══ Available records

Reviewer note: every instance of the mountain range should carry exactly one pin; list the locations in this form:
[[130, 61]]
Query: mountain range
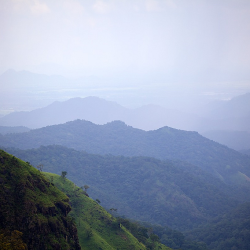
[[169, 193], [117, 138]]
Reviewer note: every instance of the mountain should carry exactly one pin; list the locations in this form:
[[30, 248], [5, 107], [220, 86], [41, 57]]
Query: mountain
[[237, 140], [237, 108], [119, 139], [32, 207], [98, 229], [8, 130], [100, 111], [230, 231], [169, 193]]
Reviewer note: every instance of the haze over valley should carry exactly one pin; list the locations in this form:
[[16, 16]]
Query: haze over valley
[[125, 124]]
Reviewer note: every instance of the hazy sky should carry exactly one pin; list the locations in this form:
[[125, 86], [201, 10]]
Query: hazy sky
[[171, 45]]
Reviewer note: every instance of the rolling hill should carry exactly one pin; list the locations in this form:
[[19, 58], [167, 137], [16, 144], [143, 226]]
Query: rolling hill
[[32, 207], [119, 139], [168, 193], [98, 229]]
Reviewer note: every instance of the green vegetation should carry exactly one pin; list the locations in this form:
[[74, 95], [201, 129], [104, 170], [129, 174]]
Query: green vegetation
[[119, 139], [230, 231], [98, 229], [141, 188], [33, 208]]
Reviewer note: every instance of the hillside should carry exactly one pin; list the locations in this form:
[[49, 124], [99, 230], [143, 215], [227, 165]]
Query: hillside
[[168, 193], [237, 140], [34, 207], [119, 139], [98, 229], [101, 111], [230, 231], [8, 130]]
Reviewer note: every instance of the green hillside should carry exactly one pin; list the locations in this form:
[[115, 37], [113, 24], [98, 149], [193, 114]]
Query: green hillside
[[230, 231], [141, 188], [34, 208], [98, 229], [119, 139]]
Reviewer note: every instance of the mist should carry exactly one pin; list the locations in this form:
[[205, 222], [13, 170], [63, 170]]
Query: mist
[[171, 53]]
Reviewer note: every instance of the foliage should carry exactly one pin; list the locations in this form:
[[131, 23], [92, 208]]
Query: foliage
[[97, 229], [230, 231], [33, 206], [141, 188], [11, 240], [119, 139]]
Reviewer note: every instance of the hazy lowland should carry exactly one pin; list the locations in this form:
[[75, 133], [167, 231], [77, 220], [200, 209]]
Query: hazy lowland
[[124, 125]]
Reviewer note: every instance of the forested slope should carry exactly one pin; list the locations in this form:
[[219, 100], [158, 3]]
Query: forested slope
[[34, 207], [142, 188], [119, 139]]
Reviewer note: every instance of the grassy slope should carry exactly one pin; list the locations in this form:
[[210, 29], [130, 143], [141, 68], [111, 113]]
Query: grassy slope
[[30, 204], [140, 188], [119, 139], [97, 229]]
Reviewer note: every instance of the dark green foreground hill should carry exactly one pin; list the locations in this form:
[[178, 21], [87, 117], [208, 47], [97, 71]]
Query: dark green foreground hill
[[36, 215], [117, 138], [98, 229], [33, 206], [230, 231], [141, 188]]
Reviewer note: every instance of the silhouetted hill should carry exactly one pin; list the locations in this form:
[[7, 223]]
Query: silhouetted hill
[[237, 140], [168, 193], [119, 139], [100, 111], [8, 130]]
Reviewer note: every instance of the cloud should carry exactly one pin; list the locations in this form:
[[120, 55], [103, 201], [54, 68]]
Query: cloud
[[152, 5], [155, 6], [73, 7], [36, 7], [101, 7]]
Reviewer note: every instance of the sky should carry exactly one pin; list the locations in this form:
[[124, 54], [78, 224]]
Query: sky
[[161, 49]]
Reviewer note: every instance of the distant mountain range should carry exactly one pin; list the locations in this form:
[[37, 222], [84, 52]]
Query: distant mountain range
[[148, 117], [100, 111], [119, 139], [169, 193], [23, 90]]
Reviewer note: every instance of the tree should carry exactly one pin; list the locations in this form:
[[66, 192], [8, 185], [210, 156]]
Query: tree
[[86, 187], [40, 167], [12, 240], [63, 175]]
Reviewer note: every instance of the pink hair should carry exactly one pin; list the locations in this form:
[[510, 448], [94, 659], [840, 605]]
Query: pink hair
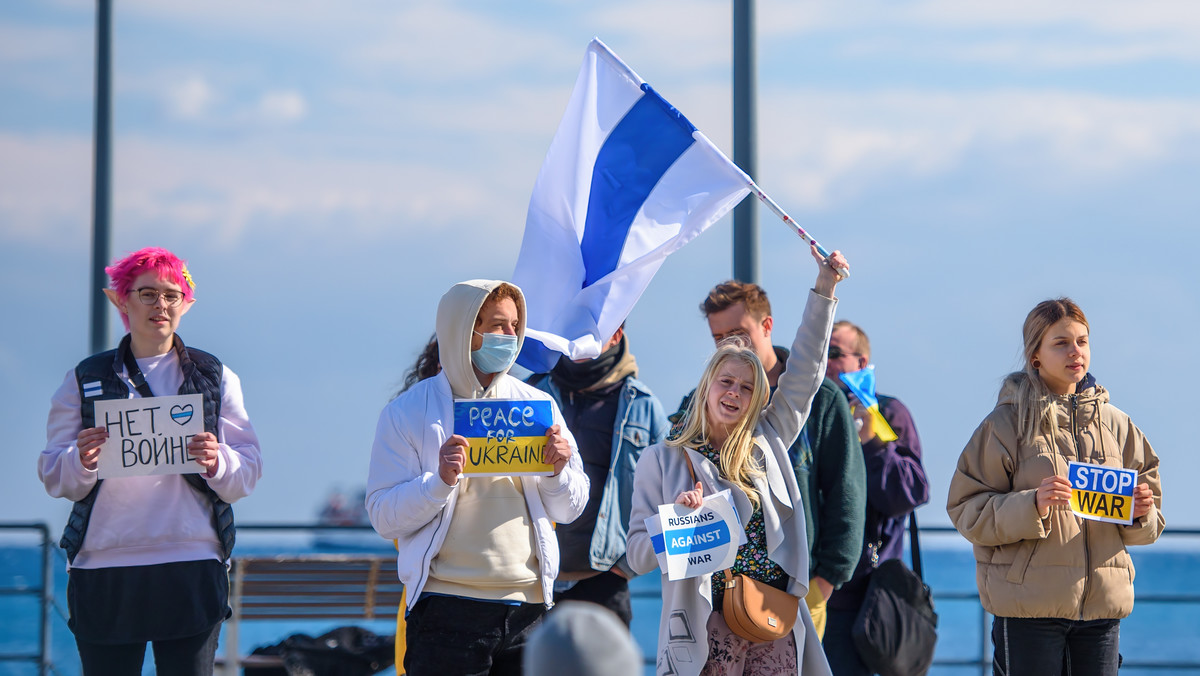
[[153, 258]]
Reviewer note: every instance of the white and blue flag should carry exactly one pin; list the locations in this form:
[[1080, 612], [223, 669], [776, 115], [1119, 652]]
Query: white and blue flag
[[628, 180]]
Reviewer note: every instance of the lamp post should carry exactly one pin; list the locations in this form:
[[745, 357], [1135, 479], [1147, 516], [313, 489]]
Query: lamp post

════

> Problem to solve
Rewrite every item above, replacing "Reviewer note" with "Annotator note" and leaving everything else unchanged. Omit the pictures from your output.

> The response
Annotator note: every instance of the mountain range should carry exactly one pin; list the locations in this form:
[[130, 61]]
Query: mountain range
[[169, 193], [117, 138]]
Annotator note: every instance of the mountain should carry exactly one pin; list the locations in this form:
[[30, 248], [5, 107], [220, 86], [41, 57]]
Query: mountain
[[237, 140], [237, 108], [119, 139], [32, 207], [98, 229], [8, 130], [100, 111], [230, 231], [169, 193]]
Annotator note: every instance of the haze over valley should carry exactly one pin; list the locations in this form:
[[16, 16]]
Query: haze over valley
[[125, 124]]
Annotator note: every instance of the hazy sky should carry exactly one pin; list the locations in this form:
[[125, 86], [201, 10]]
Query: hazy sky
[[171, 45]]
Annotator note: every instance of the rolling hill should carry exactly one pin; list the locations in this form:
[[19, 58], [167, 137], [16, 144], [143, 226]]
Query: rolling hill
[[32, 207], [119, 139], [168, 193], [98, 229]]
Annotator note: every instance of the green vegetation should carry exactly one pin; list the locations in this form:
[[74, 95], [201, 129], [104, 170], [129, 174]]
Query: green vegetation
[[119, 139], [230, 231], [98, 229], [141, 188], [33, 208]]
Annotator note: every instance of the hillside should carry exactly one pin; list the locations in this form:
[[49, 124], [99, 230], [143, 215], [227, 165]]
Query: hillside
[[168, 193], [237, 140], [34, 207], [119, 139], [98, 229], [101, 111], [230, 231], [8, 130]]
Annotator note: every instance of the green hillside should carry exactly one pin; list the locations in this form:
[[115, 37], [113, 24], [98, 149], [193, 114]]
Query: green hillside
[[230, 231], [141, 188], [34, 208], [98, 229], [119, 139]]
Annotator note: every instance of the mist should carry exactly one pin; list the locations in this form:
[[205, 222], [13, 170], [63, 170]]
Query: mist
[[171, 53]]
Annotator note: every instance of the foliage should carry exactly one pin; list the locations in this form:
[[131, 23], [92, 208]]
Query: foliage
[[97, 229], [230, 231], [33, 206], [141, 188], [11, 240], [119, 139]]
Annotator note: every instance of the hazy lowland should carry exactly one pin; list the locations in this form:
[[75, 133], [167, 231], [77, 220], [200, 209]]
Query: hazy lowland
[[124, 125]]
Annotator note: every instance of the forested slope should carry exactly one pin; list the locations in this form:
[[219, 100], [158, 3]]
Query: forested slope
[[34, 207], [142, 188], [119, 139]]
Annotator note: every instance of the grassy slope should carry exactly one pin; list the locations in this form:
[[210, 29], [130, 143], [141, 68], [111, 113]]
Query: grassy slope
[[30, 204], [140, 188], [119, 139], [97, 229]]
Annotator note: every instance of the dark green foreground hill should carry exactly one pin; list the locations in this form:
[[178, 21], [87, 117], [208, 47], [97, 71]]
Query: dark green foreground hill
[[36, 215], [117, 138], [98, 229], [33, 206], [230, 231], [141, 188]]
Annotator note: every instance of the silhouetted hill should carry exactly one pin; list the locations in this form:
[[7, 223]]
Query: silhouetted hill
[[237, 140], [168, 193], [119, 139], [100, 111], [8, 130]]
Annotator note: every instance of the cloud should carry exactly one pin; list the locations in this form:
[[120, 55], [103, 201], [54, 68]]
Query: cloud
[[152, 5], [155, 6], [73, 7], [36, 7], [101, 7]]
Annotator note: every instance of the sky should carry exactly one pin; list the locations in this form:
[[124, 54], [78, 224]]
Query: sky
[[161, 49]]
Annotator note: every instance of the distant mountain range should carry exactly one pin; list the locations in this form:
[[37, 222], [84, 52]]
Query: distant mountain range
[[148, 117], [100, 111], [119, 139], [169, 193], [23, 90]]
Annotator note: every instance of the tree should carry exactly one pin; list the locations in this form:
[[66, 192], [8, 185], [210, 156]]
Query: tree
[[86, 187], [40, 167], [12, 240], [63, 175]]
Annotator note: every instance of the pink hair should carry exactly one pin; list the locations in this form:
[[510, 448], [94, 659], [840, 605]]
Query: pink hair
[[153, 258]]
Annotator note: every instance of the white and blue flag should carry exactly one pin; list the locations in this form:
[[1080, 612], [223, 669], [776, 115], [1119, 652]]
Query: white and blue flag
[[628, 180]]
Annotator note: every instance of the lamp post should carry exactly one pin; list the locations in this form:
[[745, 357], [1135, 479], [1147, 516], [313, 489]]
Query: lamp post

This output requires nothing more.